Extracted records Block Start
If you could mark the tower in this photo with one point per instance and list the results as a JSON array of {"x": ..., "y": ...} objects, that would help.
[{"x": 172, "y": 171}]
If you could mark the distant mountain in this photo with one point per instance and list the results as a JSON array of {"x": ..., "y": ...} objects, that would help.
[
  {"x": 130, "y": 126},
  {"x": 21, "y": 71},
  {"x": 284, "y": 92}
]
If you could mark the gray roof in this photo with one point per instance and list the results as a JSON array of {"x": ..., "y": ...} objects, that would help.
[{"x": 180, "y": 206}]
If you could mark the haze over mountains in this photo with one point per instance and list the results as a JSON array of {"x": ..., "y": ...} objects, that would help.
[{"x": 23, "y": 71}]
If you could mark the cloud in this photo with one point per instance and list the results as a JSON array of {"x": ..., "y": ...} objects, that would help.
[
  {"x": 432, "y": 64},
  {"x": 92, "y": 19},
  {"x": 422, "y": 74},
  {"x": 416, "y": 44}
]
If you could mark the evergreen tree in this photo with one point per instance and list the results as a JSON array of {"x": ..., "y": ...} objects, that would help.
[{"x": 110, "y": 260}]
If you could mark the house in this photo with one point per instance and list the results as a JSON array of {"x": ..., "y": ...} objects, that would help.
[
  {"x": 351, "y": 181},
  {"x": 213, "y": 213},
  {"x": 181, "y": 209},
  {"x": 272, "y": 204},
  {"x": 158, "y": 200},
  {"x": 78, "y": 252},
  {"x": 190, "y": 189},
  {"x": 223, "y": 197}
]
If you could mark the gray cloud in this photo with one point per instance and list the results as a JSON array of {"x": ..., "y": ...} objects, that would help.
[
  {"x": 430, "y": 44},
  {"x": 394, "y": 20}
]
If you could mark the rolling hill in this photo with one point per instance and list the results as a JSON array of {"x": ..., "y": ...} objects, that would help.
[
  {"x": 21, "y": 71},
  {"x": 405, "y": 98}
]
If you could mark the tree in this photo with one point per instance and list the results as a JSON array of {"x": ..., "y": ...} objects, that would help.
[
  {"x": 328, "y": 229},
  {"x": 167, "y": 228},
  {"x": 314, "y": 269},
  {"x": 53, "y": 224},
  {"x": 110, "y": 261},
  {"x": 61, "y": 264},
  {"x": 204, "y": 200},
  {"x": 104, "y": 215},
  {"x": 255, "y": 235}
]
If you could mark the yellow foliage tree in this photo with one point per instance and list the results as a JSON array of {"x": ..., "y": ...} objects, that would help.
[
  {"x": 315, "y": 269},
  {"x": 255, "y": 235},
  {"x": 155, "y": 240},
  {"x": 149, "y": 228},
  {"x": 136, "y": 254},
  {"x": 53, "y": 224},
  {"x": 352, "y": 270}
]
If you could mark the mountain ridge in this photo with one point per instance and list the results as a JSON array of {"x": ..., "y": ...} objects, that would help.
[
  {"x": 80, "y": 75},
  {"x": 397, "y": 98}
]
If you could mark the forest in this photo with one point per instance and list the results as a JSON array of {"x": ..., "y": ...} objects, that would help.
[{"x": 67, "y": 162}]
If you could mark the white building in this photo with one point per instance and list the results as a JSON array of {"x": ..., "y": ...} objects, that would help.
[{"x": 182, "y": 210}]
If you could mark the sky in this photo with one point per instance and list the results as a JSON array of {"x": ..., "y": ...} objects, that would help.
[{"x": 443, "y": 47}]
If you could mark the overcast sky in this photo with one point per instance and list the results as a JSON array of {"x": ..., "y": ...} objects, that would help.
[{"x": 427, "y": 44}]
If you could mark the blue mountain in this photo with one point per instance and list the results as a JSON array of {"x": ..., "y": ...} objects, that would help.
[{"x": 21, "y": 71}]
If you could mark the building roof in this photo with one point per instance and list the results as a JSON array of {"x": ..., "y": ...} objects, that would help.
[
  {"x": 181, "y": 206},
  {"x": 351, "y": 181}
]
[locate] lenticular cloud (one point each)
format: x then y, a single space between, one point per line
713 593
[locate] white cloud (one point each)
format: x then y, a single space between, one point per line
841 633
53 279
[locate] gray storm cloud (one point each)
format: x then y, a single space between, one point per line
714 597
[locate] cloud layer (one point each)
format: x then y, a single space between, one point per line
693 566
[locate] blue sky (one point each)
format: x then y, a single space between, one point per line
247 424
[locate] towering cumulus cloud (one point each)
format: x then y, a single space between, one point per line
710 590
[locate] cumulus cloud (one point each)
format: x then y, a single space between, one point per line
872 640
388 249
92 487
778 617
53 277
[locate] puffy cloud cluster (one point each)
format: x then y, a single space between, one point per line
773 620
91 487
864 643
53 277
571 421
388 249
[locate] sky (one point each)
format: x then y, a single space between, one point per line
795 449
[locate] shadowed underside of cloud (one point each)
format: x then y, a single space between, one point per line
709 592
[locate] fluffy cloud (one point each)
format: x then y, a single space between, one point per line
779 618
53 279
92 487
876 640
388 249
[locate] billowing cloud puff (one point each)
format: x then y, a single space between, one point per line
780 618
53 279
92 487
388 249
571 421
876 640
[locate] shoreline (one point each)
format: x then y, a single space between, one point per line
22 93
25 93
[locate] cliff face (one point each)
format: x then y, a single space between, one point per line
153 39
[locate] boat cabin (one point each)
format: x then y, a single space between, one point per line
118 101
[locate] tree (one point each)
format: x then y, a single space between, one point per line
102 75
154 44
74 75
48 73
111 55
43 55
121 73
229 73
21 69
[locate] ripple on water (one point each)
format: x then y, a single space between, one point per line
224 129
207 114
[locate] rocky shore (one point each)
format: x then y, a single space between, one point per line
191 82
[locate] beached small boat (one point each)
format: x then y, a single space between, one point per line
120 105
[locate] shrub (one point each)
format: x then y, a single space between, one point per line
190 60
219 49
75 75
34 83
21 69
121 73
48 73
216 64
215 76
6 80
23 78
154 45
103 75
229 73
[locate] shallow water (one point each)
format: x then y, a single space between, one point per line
Extracted records Block End
Extracted records Block Start
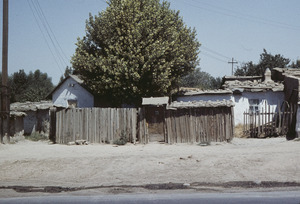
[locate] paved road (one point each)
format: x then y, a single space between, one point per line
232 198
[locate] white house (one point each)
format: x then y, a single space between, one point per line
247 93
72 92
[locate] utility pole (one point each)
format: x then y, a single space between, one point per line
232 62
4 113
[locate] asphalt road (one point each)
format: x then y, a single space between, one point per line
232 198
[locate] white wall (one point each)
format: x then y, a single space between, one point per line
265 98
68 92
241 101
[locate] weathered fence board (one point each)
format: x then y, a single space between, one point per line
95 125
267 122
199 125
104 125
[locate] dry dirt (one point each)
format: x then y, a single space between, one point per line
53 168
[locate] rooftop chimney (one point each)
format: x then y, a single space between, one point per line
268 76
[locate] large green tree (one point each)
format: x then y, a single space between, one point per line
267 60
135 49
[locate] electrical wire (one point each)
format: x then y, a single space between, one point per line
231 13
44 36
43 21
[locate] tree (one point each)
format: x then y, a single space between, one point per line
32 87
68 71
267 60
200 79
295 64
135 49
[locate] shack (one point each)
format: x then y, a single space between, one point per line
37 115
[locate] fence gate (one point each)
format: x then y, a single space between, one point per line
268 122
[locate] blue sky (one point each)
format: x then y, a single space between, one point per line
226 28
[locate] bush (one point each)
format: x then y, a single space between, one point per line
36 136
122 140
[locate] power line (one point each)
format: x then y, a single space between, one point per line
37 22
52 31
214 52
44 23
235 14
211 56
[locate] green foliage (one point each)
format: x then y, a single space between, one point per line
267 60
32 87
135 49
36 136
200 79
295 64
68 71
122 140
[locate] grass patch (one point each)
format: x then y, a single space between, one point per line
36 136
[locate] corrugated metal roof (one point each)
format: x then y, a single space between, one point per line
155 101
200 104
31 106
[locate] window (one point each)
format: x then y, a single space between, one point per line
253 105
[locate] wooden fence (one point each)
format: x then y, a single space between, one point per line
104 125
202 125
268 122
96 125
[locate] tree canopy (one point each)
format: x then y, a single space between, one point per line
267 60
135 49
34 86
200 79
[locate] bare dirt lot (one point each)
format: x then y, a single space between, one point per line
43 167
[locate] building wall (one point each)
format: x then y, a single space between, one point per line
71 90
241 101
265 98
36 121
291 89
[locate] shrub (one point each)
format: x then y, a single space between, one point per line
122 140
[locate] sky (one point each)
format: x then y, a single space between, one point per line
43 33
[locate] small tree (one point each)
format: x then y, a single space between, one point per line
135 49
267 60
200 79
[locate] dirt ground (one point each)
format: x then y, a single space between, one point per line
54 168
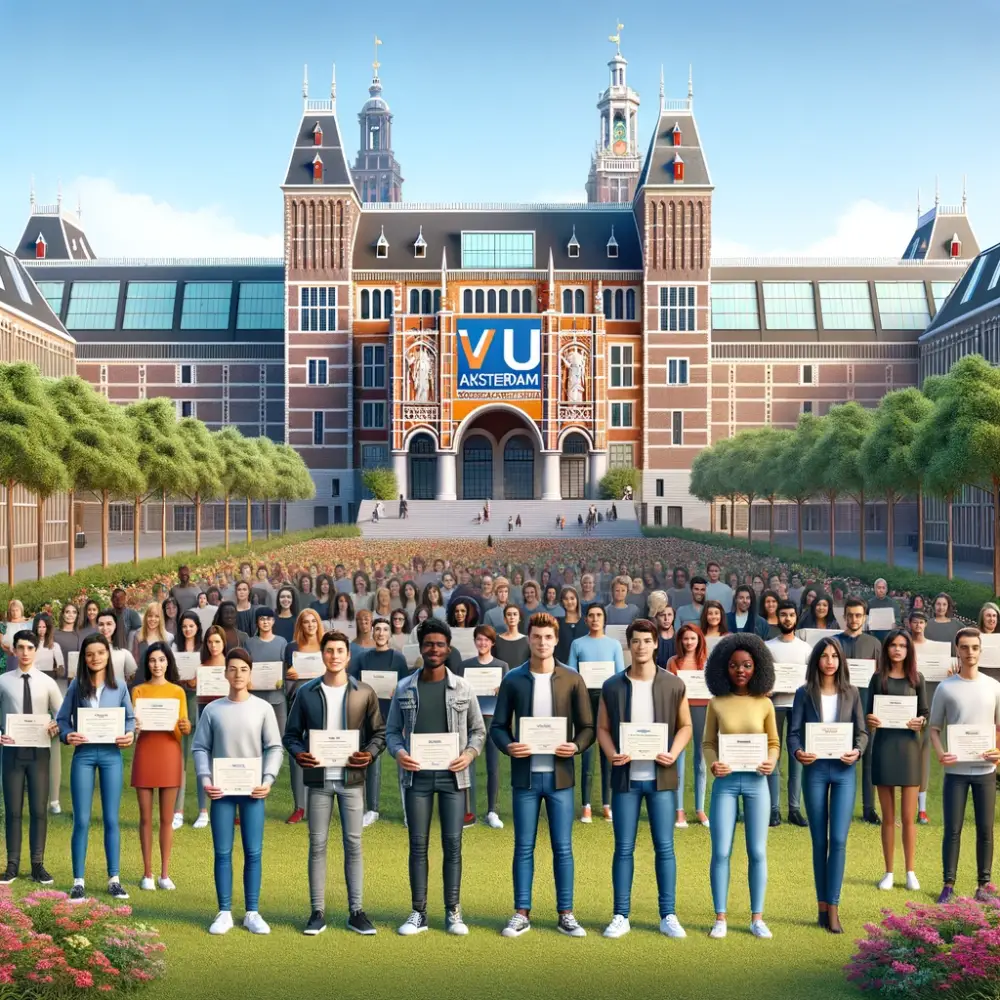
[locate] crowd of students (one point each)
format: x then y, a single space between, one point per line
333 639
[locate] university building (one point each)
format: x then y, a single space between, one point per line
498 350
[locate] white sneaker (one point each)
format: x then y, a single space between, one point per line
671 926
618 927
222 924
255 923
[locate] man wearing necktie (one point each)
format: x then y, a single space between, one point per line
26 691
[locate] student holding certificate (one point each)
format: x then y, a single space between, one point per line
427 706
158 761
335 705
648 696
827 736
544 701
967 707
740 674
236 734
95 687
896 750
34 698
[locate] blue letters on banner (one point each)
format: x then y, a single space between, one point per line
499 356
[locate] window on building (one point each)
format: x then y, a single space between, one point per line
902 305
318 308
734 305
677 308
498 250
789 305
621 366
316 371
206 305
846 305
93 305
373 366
Extracted records Block End
# Task objective:
Look over the records above and say, with no extra words, how many lines include "road".

# Answer to the exercise:
2